§ **To do**
The records below are to be repeated in full, exactly as they are.
----------------
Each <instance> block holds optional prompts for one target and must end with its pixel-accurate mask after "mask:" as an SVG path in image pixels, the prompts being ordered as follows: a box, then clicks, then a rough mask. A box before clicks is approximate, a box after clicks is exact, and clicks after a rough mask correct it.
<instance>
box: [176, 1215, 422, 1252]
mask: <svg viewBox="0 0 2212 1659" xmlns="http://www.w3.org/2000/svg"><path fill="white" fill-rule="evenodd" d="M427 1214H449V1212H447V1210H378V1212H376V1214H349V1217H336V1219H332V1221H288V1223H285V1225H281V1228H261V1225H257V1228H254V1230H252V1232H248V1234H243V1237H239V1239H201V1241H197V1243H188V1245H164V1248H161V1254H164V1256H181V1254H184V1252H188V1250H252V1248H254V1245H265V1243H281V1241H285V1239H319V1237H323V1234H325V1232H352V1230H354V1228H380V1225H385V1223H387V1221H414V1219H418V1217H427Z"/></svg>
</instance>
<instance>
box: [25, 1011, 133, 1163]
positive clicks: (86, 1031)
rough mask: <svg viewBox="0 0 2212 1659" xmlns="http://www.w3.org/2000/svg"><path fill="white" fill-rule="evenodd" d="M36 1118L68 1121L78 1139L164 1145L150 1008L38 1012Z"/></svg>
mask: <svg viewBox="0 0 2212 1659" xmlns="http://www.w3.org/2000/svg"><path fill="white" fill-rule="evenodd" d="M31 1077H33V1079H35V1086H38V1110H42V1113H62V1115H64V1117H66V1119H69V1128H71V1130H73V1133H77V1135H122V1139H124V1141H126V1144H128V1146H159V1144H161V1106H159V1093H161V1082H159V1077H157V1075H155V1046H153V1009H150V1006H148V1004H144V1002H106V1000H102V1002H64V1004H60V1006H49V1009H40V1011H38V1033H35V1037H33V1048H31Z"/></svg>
----------------
§ **Written solution**
Each <instance> block holds optional prompts for one target and must end with its pixel-accurate mask after "mask:" as an SVG path in image pixels, the prompts being ordered as follows: a box, then clicks, then a rough mask. A box before clicks is approximate, a box after clicks is exact, and clicks after a rough mask correct it.
<instance>
box: [176, 1215, 422, 1252]
mask: <svg viewBox="0 0 2212 1659" xmlns="http://www.w3.org/2000/svg"><path fill="white" fill-rule="evenodd" d="M427 1214H449V1212H447V1210H378V1212H376V1214H349V1217H336V1219H332V1221H288V1223H285V1225H281V1228H261V1225H257V1228H254V1230H252V1232H248V1234H243V1237H239V1239H201V1241H197V1243H188V1245H164V1248H161V1254H164V1256H181V1254H184V1252H188V1250H252V1248H254V1245H265V1243H281V1241H285V1239H319V1237H323V1234H325V1232H352V1230H354V1228H380V1225H385V1223H387V1221H414V1219H418V1217H427Z"/></svg>
</instance>
<instance>
box: [25, 1011, 133, 1163]
positive clicks: (86, 1031)
rough mask: <svg viewBox="0 0 2212 1659" xmlns="http://www.w3.org/2000/svg"><path fill="white" fill-rule="evenodd" d="M36 1118L68 1121L78 1139L164 1145L150 1008L38 1012Z"/></svg>
mask: <svg viewBox="0 0 2212 1659" xmlns="http://www.w3.org/2000/svg"><path fill="white" fill-rule="evenodd" d="M31 1077H33V1079H35V1086H38V1110H42V1113H62V1115H64V1117H66V1119H69V1128H71V1130H73V1133H77V1135H122V1139H124V1141H126V1144H128V1146H159V1144H161V1106H159V1093H161V1082H159V1077H157V1075H155V1046H153V1009H150V1006H148V1004H144V1002H106V1000H102V1002H64V1004H60V1006H49V1009H40V1011H38V1033H35V1037H33V1048H31Z"/></svg>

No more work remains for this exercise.